■ **Dataset entries**:
########################################

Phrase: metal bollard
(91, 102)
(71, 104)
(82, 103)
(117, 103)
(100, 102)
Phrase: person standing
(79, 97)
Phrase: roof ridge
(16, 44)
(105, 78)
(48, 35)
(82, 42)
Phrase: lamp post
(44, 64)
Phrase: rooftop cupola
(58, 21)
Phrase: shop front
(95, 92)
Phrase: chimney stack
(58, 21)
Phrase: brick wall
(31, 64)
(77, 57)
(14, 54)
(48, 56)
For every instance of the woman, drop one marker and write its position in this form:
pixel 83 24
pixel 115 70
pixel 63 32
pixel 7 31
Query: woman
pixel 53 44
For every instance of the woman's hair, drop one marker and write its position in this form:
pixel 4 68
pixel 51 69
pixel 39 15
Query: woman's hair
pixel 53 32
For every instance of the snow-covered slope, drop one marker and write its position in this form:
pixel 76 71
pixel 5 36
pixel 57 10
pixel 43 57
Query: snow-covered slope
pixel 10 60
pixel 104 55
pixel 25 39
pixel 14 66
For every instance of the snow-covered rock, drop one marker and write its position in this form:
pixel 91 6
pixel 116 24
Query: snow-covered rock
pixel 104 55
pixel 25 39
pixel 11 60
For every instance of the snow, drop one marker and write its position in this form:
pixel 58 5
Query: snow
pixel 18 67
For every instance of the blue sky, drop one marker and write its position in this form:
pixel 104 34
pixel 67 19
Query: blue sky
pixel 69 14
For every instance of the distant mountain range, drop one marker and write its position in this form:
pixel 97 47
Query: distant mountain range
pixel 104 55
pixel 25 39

########################################

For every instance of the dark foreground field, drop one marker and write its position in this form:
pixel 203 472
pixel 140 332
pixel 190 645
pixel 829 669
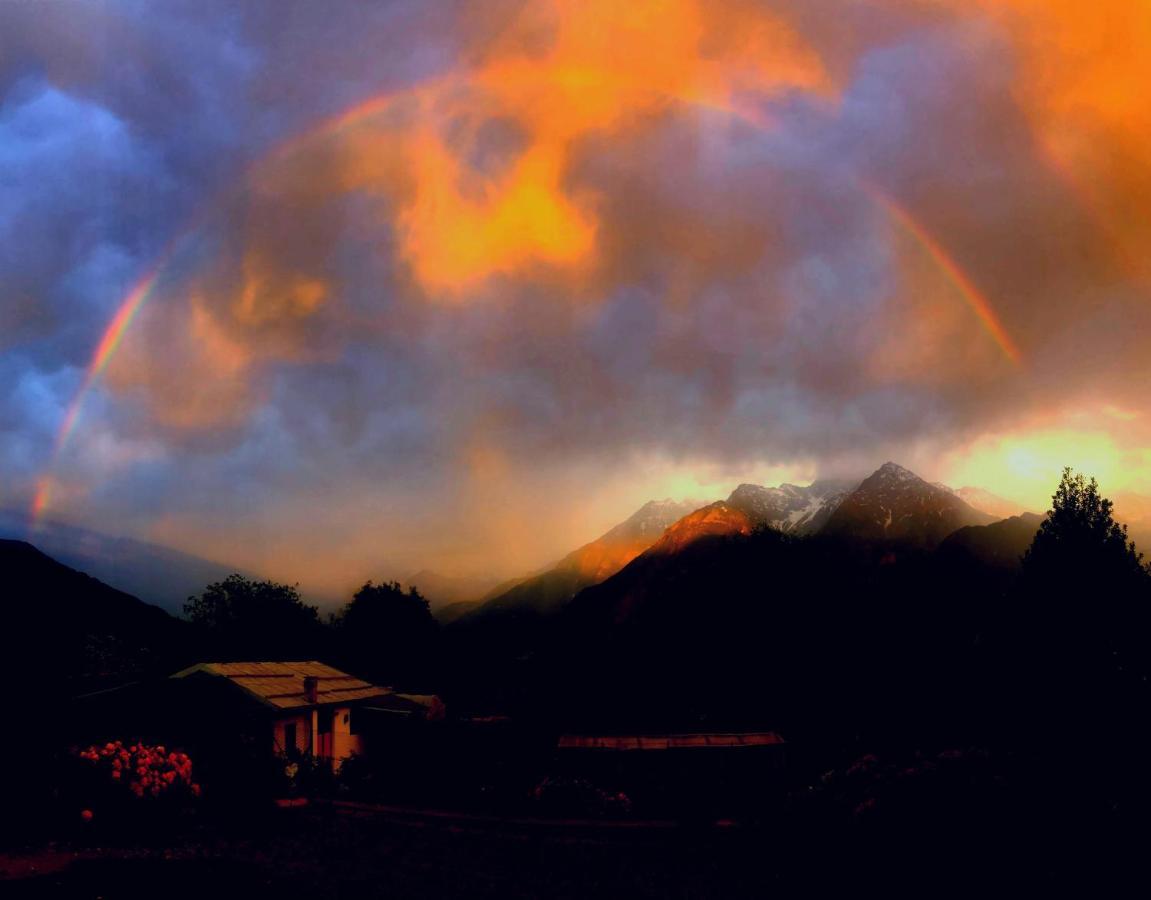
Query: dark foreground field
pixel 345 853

########################################

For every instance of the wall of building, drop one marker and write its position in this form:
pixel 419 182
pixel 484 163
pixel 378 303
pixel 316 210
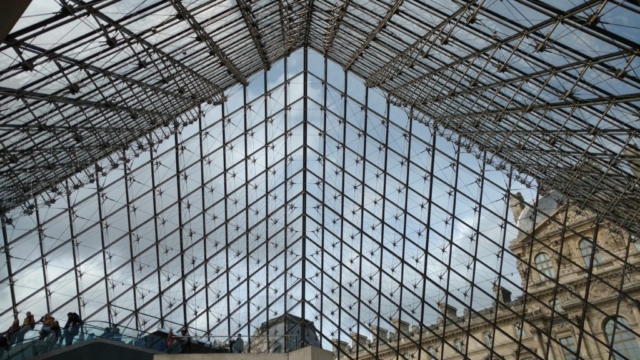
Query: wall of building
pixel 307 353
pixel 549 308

########################################

■ **Task directions**: Convert the stretch from the line containing "Phrase: metal bollard" through the line containing "pixel 18 67" into a Markdown table with the columns Row and Text. Number each line in Row and skip any blank lines.

■ **The output**:
| Row | Text |
|---|---|
| 1 | Phrase: metal bollard |
| 2 | (91, 102) |
| 3 | (71, 104) |
| 4 | (82, 103) |
| 5 | (117, 103) |
| 6 | (100, 102) |
| 7 | Phrase: person standing |
| 8 | (79, 97) |
| 9 | Phrase: roof ridge |
| 10 | (16, 44) |
| 11 | (105, 78) |
| 12 | (48, 35) |
| 13 | (82, 42) |
| 14 | Phrase: lamp post |
| 15 | (44, 64) |
| 16 | Phrase: rooftop cupola |
| 17 | (58, 21) |
| 18 | Phrase: shop front |
| 19 | (95, 92) |
| 20 | Phrase: chimney stack |
| 21 | (58, 21) |
| 22 | Phrase: brick wall |
| 23 | (31, 64) |
| 24 | (77, 57) |
| 25 | (14, 54) |
| 26 | (48, 56) |
| 27 | For every instance of the woman, drop one marker and write its position in this form: |
| 28 | pixel 83 24 |
| 29 | pixel 115 70 |
| 30 | pixel 63 32 |
| 31 | pixel 7 31 |
| 32 | Query: woman |
| 33 | pixel 53 44 |
| 34 | For every instance of the woman's hair, drop one marker and write its position in this form: |
| 35 | pixel 4 68 |
| 36 | pixel 51 69 |
| 37 | pixel 39 15 |
| 38 | Query: woman's hair |
| 39 | pixel 53 32 |
| 40 | For every instance of the snow-covered slope, drop one marker and write its position in this form: |
| 41 | pixel 76 71 |
| 42 | pixel 5 36 |
| 43 | pixel 57 10 |
| 44 | pixel 43 57 |
| 45 | Query: snow-covered slope |
| 46 | pixel 10 60 |
| 47 | pixel 104 55 |
| 48 | pixel 25 39 |
| 49 | pixel 14 66 |
| 50 | For every instance of the snow-covered rock, drop one marker and write its position in this form: |
| 51 | pixel 91 6 |
| 52 | pixel 116 24 |
| 53 | Query: snow-covered rock |
| 54 | pixel 104 55 |
| 55 | pixel 25 39 |
| 56 | pixel 11 60 |
| 57 | For every instance of the snow, drop one marker and write its position in this form: |
| 58 | pixel 58 5 |
| 59 | Query: snow |
| 60 | pixel 18 67 |